### Problem description:
Locate the line that contains "Can you find the thatch". Copy it and every following line through the end of the records, exactly, and include nothing else.

### Extracted records:
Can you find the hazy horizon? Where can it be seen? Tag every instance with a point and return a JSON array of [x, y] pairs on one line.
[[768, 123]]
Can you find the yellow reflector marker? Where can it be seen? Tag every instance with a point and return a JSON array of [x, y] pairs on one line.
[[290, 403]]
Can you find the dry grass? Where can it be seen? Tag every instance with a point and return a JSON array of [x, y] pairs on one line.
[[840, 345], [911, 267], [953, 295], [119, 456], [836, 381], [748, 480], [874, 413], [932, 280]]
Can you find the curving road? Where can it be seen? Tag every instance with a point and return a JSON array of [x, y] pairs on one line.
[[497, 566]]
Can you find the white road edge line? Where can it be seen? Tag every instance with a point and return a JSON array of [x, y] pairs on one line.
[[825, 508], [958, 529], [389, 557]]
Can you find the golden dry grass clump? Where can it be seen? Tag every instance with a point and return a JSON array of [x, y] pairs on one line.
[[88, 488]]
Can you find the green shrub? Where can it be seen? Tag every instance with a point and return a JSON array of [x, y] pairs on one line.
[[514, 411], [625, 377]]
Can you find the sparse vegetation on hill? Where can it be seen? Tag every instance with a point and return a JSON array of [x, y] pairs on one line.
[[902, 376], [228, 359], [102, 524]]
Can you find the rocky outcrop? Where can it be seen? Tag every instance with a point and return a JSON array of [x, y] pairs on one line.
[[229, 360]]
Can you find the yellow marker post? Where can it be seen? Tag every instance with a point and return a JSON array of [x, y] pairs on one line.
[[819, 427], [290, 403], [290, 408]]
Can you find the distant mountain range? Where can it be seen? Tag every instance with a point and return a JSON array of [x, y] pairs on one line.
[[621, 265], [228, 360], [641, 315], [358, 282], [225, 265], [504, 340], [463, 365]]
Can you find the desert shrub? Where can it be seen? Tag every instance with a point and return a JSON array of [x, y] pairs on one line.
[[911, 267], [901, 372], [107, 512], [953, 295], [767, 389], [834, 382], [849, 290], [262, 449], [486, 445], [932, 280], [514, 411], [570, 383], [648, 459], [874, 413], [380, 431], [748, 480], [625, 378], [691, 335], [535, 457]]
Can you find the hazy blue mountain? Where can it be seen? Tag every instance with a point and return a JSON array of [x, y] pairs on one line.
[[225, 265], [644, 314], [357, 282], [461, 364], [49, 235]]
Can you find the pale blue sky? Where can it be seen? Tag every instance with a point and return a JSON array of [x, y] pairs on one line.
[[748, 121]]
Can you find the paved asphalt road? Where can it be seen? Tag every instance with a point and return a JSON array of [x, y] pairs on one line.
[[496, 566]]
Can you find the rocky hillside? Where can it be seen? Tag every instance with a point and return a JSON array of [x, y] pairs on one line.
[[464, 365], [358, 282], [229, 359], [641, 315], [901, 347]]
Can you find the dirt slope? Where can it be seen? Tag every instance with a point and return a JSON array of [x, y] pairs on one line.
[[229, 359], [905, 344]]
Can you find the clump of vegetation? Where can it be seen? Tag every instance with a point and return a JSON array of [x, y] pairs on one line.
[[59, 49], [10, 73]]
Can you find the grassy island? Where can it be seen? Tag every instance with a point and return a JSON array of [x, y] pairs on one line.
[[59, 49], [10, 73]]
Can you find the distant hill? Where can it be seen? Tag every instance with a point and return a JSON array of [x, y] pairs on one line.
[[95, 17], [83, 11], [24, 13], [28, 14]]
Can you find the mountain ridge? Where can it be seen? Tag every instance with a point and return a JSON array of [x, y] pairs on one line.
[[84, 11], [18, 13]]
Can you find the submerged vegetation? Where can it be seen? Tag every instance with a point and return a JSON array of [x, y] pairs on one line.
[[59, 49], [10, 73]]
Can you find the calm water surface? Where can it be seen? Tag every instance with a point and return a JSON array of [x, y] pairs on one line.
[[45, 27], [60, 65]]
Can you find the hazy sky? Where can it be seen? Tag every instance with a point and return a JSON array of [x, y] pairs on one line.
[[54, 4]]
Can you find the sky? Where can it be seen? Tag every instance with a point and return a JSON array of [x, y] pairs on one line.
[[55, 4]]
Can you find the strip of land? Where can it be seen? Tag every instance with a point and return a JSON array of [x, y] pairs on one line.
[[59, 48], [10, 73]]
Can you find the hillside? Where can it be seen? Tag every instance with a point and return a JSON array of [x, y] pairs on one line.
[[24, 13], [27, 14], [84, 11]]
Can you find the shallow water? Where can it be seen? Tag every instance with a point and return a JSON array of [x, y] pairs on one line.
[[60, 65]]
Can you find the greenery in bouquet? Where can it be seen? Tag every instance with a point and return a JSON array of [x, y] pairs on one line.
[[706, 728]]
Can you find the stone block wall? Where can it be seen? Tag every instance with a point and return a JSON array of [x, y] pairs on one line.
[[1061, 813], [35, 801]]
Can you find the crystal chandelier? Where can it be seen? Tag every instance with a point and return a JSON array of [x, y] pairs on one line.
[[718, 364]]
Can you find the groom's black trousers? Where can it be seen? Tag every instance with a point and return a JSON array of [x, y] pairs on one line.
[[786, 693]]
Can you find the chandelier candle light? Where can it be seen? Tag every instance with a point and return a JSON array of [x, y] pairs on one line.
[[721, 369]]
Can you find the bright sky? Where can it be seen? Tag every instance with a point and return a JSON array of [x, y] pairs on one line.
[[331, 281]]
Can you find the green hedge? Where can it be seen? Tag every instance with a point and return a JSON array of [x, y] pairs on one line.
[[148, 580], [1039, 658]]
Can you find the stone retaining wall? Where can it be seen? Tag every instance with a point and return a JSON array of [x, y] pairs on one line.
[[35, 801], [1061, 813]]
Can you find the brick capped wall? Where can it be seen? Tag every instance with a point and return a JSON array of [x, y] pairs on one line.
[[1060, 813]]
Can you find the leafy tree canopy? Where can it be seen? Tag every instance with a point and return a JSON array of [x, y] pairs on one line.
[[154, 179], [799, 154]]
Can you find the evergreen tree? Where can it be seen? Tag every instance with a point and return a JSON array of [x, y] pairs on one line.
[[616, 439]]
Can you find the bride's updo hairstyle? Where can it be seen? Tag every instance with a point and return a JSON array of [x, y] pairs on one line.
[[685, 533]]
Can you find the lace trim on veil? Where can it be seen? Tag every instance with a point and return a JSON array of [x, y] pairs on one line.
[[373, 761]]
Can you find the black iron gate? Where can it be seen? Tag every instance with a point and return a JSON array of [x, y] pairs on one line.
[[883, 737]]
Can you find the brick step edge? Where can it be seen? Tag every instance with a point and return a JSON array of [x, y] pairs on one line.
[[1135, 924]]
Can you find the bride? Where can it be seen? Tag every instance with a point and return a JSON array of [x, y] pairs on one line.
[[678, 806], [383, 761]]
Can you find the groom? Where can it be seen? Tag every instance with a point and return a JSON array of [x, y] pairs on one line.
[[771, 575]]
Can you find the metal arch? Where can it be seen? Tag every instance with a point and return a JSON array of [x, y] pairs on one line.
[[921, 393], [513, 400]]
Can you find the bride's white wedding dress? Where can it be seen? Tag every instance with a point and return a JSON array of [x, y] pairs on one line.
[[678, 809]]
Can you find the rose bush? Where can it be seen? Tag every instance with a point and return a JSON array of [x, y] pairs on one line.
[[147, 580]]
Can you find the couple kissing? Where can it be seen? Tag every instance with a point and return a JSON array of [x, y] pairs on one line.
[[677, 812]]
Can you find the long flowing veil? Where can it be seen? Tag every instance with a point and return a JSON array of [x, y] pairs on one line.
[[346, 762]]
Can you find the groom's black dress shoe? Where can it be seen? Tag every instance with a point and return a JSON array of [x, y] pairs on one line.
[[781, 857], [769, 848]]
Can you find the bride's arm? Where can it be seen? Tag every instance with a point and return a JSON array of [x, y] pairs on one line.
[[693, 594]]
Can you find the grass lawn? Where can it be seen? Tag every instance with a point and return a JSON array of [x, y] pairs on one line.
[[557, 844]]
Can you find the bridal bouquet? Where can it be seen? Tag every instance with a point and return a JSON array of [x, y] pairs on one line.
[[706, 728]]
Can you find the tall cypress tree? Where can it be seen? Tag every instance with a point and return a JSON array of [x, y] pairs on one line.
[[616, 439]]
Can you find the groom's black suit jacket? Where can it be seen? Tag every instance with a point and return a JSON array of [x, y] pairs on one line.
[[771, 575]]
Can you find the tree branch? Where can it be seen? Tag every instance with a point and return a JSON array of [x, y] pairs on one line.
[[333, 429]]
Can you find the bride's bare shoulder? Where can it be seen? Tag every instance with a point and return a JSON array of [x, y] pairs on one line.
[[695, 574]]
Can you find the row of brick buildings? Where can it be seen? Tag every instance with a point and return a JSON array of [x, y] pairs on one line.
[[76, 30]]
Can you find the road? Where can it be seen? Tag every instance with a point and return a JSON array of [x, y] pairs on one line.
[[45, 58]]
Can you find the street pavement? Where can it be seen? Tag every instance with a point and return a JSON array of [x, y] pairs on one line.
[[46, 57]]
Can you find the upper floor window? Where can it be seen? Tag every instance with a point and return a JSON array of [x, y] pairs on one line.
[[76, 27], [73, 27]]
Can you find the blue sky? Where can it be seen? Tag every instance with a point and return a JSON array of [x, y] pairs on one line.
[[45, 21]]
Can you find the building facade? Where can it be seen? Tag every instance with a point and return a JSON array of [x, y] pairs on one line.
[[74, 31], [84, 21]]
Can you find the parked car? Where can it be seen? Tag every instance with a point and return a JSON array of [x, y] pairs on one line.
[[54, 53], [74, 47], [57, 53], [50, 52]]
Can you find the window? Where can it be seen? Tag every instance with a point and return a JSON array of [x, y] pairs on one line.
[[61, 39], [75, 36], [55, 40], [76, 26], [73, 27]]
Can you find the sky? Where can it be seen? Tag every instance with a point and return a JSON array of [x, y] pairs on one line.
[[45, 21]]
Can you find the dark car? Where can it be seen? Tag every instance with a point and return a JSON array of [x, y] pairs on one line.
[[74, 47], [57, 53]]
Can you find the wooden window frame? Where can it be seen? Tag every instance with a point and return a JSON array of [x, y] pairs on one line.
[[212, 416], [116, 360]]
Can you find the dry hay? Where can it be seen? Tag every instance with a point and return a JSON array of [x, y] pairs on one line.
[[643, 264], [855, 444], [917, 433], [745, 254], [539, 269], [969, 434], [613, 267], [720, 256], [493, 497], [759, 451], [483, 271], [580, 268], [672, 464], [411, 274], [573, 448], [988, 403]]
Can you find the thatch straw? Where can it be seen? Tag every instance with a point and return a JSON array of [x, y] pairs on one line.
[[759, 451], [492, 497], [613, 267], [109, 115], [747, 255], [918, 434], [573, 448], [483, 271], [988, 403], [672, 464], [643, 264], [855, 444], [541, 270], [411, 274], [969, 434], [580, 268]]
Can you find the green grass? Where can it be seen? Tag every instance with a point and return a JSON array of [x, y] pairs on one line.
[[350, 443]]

### Result of this exercise:
Can you find the thatch straw? Where can it be seen? Tag every instance with a point and return a JSON array of [x, y] pairs on one line.
[[759, 451], [492, 497], [613, 267], [109, 115], [747, 255], [918, 434], [573, 448], [483, 271], [988, 403], [672, 464], [643, 264], [855, 444], [541, 270], [411, 274], [969, 434], [580, 268]]
Can you find the green grass? Where can it be seen? Tag every instance with a point and return a JSON array of [x, y] pairs on one line.
[[350, 443]]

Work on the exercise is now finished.